PASSAGE PROVIDED:
As I read Elizabeth's story this weekend, I was struck with her
faith. I love that instead of complaining about her circumstances, she sees the
lessons learned and the hand of God in her life. I would imagine that she
couldn't have ALWAYS been super happy about her circumstances, but she was able
to look at the good in them.
It reminded me of this quote that I read from LDS Author Dean
Hughes. He said, “It occurred to me long ago that maybe, as
the pioneer children walked and walked and walked and walked — and walked, they
didn't really always sing and sing and sing and sing — and sing. Sometimes,
maybe, they complained a little or even said, "Are we there
yet?"
I have a feeling that people were people in the 19th century,
and not very different from us. And yet, we know what they had to suffer.
We've developed a stereotype for those hearty Mormon pioneers.
We speak of them almost as though they were superhuman. We say, "I just
couldn't survive all the things they went through." But let me ask, is
that the right lesson for us to learn?

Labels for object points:

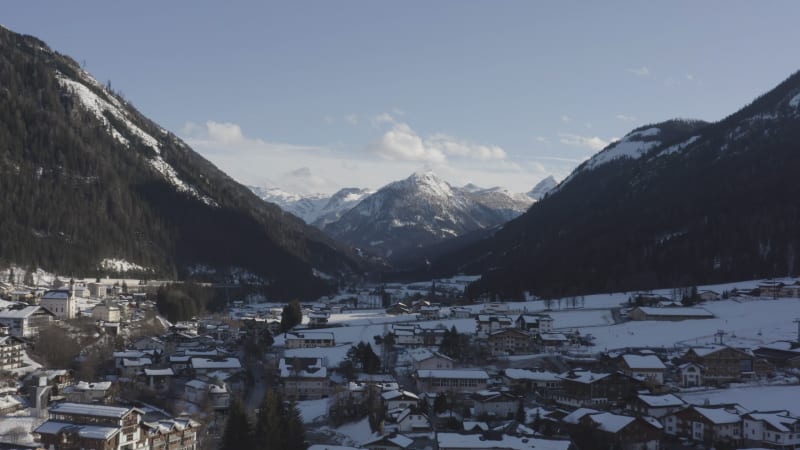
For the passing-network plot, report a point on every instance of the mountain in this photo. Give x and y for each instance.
(672, 204)
(86, 178)
(542, 188)
(315, 209)
(421, 210)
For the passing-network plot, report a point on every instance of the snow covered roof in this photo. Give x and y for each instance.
(207, 363)
(649, 362)
(525, 374)
(86, 409)
(661, 400)
(718, 415)
(454, 373)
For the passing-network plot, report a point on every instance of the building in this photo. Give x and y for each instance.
(691, 374)
(510, 341)
(308, 339)
(722, 363)
(705, 424)
(78, 425)
(583, 388)
(645, 367)
(60, 302)
(771, 429)
(498, 405)
(671, 313)
(25, 321)
(487, 324)
(12, 351)
(535, 323)
(461, 380)
(304, 378)
(423, 358)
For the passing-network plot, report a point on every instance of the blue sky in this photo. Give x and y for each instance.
(315, 96)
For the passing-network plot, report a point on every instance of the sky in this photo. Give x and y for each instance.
(317, 96)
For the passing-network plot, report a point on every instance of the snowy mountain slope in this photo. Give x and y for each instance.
(672, 204)
(109, 184)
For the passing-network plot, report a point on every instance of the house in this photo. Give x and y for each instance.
(88, 392)
(423, 358)
(25, 321)
(672, 313)
(412, 419)
(304, 378)
(180, 433)
(78, 425)
(318, 318)
(656, 405)
(523, 381)
(645, 367)
(499, 405)
(510, 341)
(496, 441)
(391, 441)
(399, 399)
(722, 363)
(706, 424)
(771, 429)
(583, 388)
(594, 429)
(461, 380)
(535, 323)
(308, 339)
(106, 312)
(60, 302)
(487, 324)
(12, 352)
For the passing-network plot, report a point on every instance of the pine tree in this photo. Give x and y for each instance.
(237, 429)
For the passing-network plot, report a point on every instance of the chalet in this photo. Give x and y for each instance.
(423, 358)
(79, 425)
(656, 405)
(691, 374)
(60, 302)
(180, 433)
(706, 424)
(644, 367)
(308, 339)
(770, 289)
(582, 388)
(392, 441)
(594, 429)
(499, 405)
(318, 318)
(399, 399)
(25, 321)
(412, 419)
(535, 323)
(723, 363)
(462, 380)
(88, 392)
(671, 314)
(496, 441)
(12, 352)
(771, 429)
(510, 341)
(523, 381)
(487, 324)
(304, 378)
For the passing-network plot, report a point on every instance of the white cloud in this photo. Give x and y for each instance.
(591, 142)
(640, 71)
(625, 118)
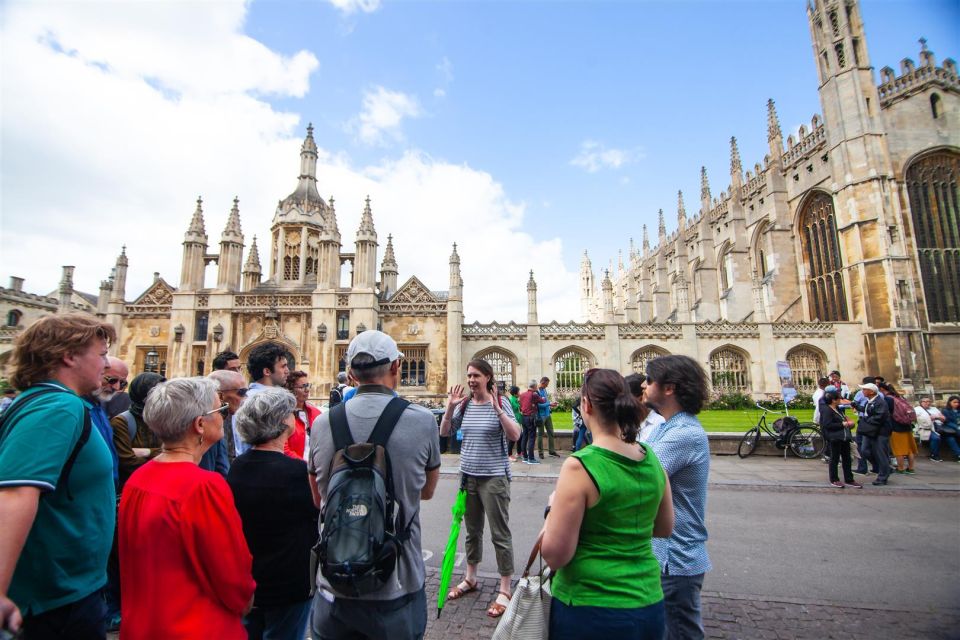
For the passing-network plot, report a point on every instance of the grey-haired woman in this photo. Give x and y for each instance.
(273, 495)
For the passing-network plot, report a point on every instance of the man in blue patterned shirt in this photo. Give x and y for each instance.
(677, 389)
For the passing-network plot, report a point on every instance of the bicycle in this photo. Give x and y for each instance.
(804, 440)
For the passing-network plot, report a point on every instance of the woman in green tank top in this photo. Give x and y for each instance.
(611, 498)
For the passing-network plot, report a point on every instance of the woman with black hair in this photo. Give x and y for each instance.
(836, 431)
(611, 499)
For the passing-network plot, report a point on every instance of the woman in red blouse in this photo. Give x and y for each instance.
(185, 570)
(305, 414)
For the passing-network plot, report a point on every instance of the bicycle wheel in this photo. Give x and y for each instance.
(749, 442)
(806, 442)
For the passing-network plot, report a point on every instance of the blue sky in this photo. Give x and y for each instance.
(525, 131)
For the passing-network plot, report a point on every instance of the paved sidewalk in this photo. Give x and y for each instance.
(768, 472)
(725, 617)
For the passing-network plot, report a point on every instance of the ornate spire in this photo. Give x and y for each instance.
(196, 232)
(253, 258)
(232, 231)
(773, 122)
(681, 211)
(366, 230)
(735, 167)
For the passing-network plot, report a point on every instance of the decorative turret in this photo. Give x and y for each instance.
(365, 265)
(531, 300)
(65, 290)
(231, 251)
(118, 290)
(194, 250)
(251, 268)
(388, 271)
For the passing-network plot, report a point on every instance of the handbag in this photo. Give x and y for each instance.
(528, 615)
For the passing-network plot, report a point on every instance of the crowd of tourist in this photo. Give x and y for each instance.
(190, 507)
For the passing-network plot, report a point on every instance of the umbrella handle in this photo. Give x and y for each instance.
(533, 555)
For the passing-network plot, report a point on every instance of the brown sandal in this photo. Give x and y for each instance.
(462, 589)
(498, 606)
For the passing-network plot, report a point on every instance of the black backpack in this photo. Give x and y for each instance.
(336, 395)
(361, 542)
(20, 403)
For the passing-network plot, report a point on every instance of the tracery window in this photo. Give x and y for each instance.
(935, 205)
(821, 250)
(807, 366)
(640, 358)
(502, 364)
(729, 372)
(413, 365)
(570, 366)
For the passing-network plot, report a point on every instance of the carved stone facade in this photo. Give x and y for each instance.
(841, 249)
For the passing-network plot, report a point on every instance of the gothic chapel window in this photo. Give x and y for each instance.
(821, 251)
(935, 205)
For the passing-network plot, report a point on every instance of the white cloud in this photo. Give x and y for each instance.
(352, 6)
(382, 115)
(107, 142)
(594, 156)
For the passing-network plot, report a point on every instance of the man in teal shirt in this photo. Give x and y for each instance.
(57, 495)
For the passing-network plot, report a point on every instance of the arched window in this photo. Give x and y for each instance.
(821, 251)
(729, 371)
(640, 358)
(502, 363)
(936, 106)
(570, 366)
(808, 366)
(935, 205)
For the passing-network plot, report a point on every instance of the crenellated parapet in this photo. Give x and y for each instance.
(914, 79)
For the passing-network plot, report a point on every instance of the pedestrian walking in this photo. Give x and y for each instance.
(486, 420)
(677, 389)
(611, 499)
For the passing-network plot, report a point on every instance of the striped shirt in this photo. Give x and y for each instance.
(484, 448)
(683, 449)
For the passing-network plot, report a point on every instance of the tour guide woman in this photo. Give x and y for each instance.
(486, 419)
(185, 571)
(611, 498)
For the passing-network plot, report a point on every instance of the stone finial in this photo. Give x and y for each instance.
(253, 258)
(232, 231)
(735, 167)
(773, 122)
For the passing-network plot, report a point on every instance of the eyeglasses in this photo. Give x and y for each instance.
(112, 380)
(223, 410)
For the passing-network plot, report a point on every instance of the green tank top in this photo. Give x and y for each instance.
(614, 565)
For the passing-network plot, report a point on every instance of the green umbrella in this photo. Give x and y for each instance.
(450, 553)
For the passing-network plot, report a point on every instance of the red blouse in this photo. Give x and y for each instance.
(295, 444)
(185, 569)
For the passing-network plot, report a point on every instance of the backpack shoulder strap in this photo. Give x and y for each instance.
(338, 425)
(387, 421)
(131, 424)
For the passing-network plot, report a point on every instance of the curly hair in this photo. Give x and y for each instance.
(688, 378)
(39, 351)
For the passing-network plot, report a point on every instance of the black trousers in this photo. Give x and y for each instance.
(840, 452)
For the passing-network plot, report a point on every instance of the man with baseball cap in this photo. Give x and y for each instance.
(399, 608)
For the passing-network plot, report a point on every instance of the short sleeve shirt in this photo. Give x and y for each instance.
(65, 555)
(414, 449)
(683, 449)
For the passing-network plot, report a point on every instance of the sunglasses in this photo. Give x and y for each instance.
(112, 380)
(223, 410)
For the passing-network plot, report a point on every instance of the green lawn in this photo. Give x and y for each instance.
(731, 421)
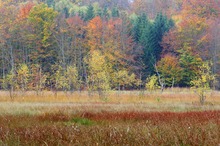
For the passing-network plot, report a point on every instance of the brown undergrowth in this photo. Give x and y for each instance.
(112, 128)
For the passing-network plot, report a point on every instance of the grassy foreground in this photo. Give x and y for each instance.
(171, 118)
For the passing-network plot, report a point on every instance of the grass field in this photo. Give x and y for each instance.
(125, 118)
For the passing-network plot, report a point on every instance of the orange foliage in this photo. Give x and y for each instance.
(24, 10)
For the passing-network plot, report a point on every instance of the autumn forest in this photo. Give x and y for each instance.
(101, 45)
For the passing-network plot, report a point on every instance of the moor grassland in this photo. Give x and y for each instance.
(125, 118)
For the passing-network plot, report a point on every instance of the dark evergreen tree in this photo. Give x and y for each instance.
(152, 41)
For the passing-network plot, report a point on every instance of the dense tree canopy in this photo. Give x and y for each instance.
(103, 45)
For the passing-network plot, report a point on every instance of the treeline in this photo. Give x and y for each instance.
(108, 45)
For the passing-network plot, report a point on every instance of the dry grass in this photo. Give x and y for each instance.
(112, 128)
(125, 118)
(176, 96)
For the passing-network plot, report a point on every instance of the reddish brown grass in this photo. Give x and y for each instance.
(112, 128)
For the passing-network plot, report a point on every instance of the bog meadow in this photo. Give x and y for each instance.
(109, 72)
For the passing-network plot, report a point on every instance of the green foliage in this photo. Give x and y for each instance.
(123, 79)
(23, 76)
(189, 64)
(152, 83)
(98, 78)
(203, 81)
(38, 79)
(41, 18)
(170, 70)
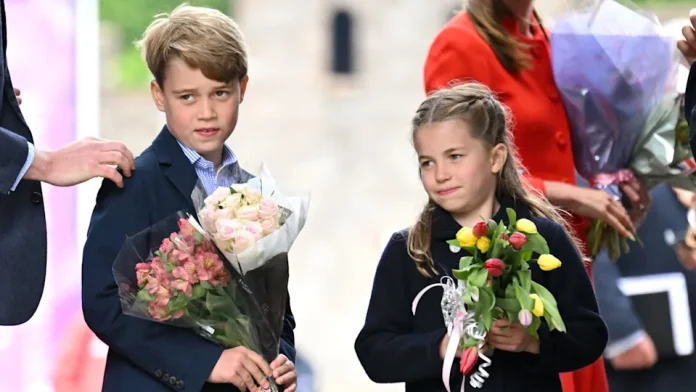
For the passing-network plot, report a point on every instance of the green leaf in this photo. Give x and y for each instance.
(465, 261)
(478, 278)
(510, 305)
(543, 293)
(143, 296)
(486, 299)
(536, 243)
(487, 320)
(533, 328)
(454, 243)
(512, 216)
(524, 299)
(199, 291)
(466, 272)
(525, 277)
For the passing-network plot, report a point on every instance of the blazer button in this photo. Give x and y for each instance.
(36, 198)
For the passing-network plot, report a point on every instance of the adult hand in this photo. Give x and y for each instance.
(688, 45)
(640, 200)
(592, 204)
(241, 367)
(641, 356)
(82, 161)
(284, 373)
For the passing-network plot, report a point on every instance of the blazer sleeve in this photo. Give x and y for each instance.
(387, 347)
(586, 334)
(153, 347)
(14, 151)
(456, 56)
(287, 337)
(616, 309)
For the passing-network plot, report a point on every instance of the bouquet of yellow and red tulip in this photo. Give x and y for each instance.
(496, 281)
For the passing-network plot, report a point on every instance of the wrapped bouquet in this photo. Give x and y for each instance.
(494, 282)
(226, 278)
(616, 70)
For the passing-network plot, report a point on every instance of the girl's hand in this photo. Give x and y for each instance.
(284, 373)
(640, 200)
(592, 204)
(511, 337)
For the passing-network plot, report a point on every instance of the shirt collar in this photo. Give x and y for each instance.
(196, 159)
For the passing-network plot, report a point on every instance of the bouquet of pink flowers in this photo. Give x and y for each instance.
(254, 224)
(182, 281)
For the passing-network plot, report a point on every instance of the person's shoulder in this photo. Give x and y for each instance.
(460, 33)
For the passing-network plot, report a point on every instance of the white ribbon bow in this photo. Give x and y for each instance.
(459, 324)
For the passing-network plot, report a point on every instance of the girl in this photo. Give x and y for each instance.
(469, 171)
(502, 44)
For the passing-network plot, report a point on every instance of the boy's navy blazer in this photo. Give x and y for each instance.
(145, 355)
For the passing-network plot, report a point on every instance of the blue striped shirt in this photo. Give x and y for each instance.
(205, 169)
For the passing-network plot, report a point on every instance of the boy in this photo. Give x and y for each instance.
(198, 59)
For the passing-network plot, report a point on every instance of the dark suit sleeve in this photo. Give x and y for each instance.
(689, 103)
(387, 347)
(156, 348)
(586, 334)
(13, 155)
(616, 309)
(287, 338)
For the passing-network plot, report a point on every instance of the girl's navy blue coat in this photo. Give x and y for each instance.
(394, 346)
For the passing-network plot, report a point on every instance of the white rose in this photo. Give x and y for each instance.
(218, 196)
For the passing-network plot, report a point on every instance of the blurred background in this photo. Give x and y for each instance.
(332, 88)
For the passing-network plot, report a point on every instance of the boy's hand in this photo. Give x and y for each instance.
(511, 337)
(284, 373)
(241, 367)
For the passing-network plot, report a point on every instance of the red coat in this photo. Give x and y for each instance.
(541, 130)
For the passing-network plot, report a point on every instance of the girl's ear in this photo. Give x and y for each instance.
(499, 156)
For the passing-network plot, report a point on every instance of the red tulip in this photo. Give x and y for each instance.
(468, 360)
(517, 240)
(480, 229)
(494, 266)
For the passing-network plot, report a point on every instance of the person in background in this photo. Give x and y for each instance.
(502, 44)
(634, 365)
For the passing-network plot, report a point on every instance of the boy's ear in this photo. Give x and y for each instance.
(242, 88)
(498, 158)
(157, 95)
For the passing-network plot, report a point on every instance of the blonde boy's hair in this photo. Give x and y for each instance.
(204, 38)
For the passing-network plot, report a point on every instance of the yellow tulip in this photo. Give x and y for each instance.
(526, 226)
(548, 262)
(538, 305)
(466, 237)
(483, 244)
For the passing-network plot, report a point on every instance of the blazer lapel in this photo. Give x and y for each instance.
(175, 166)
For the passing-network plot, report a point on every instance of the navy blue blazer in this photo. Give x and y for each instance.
(144, 355)
(23, 228)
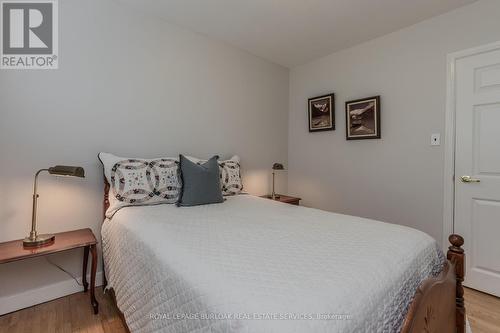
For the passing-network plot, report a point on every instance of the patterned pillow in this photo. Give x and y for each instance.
(137, 181)
(230, 176)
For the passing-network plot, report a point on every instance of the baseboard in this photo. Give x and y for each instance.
(43, 294)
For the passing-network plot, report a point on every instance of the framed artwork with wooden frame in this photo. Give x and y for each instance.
(322, 113)
(363, 118)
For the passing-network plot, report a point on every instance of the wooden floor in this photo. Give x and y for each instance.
(74, 314)
(483, 311)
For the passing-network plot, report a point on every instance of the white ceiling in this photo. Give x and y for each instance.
(293, 32)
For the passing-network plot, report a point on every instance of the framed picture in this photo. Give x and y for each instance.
(322, 113)
(363, 118)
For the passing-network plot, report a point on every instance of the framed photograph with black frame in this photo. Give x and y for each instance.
(322, 113)
(363, 118)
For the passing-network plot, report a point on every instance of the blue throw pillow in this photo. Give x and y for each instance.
(201, 182)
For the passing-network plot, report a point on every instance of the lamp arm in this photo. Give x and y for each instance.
(35, 203)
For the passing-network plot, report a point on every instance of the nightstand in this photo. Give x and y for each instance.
(64, 241)
(284, 198)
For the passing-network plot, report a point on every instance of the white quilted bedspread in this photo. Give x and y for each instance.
(255, 265)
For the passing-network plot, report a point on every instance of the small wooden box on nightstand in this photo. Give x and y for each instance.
(284, 198)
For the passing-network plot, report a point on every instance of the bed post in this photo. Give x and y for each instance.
(457, 256)
(105, 208)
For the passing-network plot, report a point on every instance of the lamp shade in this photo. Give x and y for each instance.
(65, 170)
(278, 166)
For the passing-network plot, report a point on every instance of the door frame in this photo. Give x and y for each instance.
(450, 135)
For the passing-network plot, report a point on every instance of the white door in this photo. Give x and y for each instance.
(477, 155)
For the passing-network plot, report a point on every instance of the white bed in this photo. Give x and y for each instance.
(250, 264)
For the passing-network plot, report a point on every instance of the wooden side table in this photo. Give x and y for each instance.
(83, 238)
(284, 198)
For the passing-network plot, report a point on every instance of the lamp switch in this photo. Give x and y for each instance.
(435, 139)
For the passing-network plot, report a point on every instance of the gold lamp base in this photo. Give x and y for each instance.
(39, 240)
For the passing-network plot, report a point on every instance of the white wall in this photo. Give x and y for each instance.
(135, 86)
(399, 178)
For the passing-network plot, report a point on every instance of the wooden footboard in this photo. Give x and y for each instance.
(438, 305)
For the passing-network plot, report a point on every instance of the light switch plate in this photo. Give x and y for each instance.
(436, 139)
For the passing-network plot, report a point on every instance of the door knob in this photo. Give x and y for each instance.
(468, 179)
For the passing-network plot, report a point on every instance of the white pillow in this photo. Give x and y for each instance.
(139, 181)
(230, 176)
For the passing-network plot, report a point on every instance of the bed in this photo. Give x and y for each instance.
(255, 265)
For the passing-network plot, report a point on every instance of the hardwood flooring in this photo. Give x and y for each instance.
(73, 313)
(483, 311)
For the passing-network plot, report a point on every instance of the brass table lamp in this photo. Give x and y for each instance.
(276, 166)
(34, 239)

TASK INSTRUCTIONS:
(A) Reproduce word for word the part of the reflection on Elizabeth's story starting at "It reminded me" and ending at "had to suffer.".
(B) Carry on the reflection on Elizabeth's story and the pioneers, picking up right after its final sentence.

OUTPUTS:
(A)
It reminded me of this quote that I read from LDS Author Dean
Hughes. He said, “It occurred to me long ago that maybe, as
the pioneer children walked and walked and walked and walked — and walked, they
didn't really always sing and sing and sing and sing — and sing. Sometimes,
maybe, they complained a little or even said, "Are we there
yet?"
I have a feeling that people were people in the 19th century,
and not very different from us. And yet, we know what they had to suffer.

(B)
Why speak of our noble forebears if we're only going to use them
to convince ourselves that we aren't up to much by comparison? I think the
right conclusion is that pioneers were regular people who did what they were
called upon to do and we honor those who triumphed. But the point is, they did
what they did, still possessing all the human weaknesses we deal with. Many of
them rose to the occasion and did the hard things. That ought to be a lesson to
us: We can do the same. We, too, can do hard things.”
I love this lesson....it is so true! In the end, average
people can do amazing things - they arrive at their
destination with faith in every footstep, and we can, too! The lesson to
be learned is to look for God's help along the way, and remain true to what we
know as we work our way through our trials having faith that we will make it
through and we CAN do hard things.
Have a great week!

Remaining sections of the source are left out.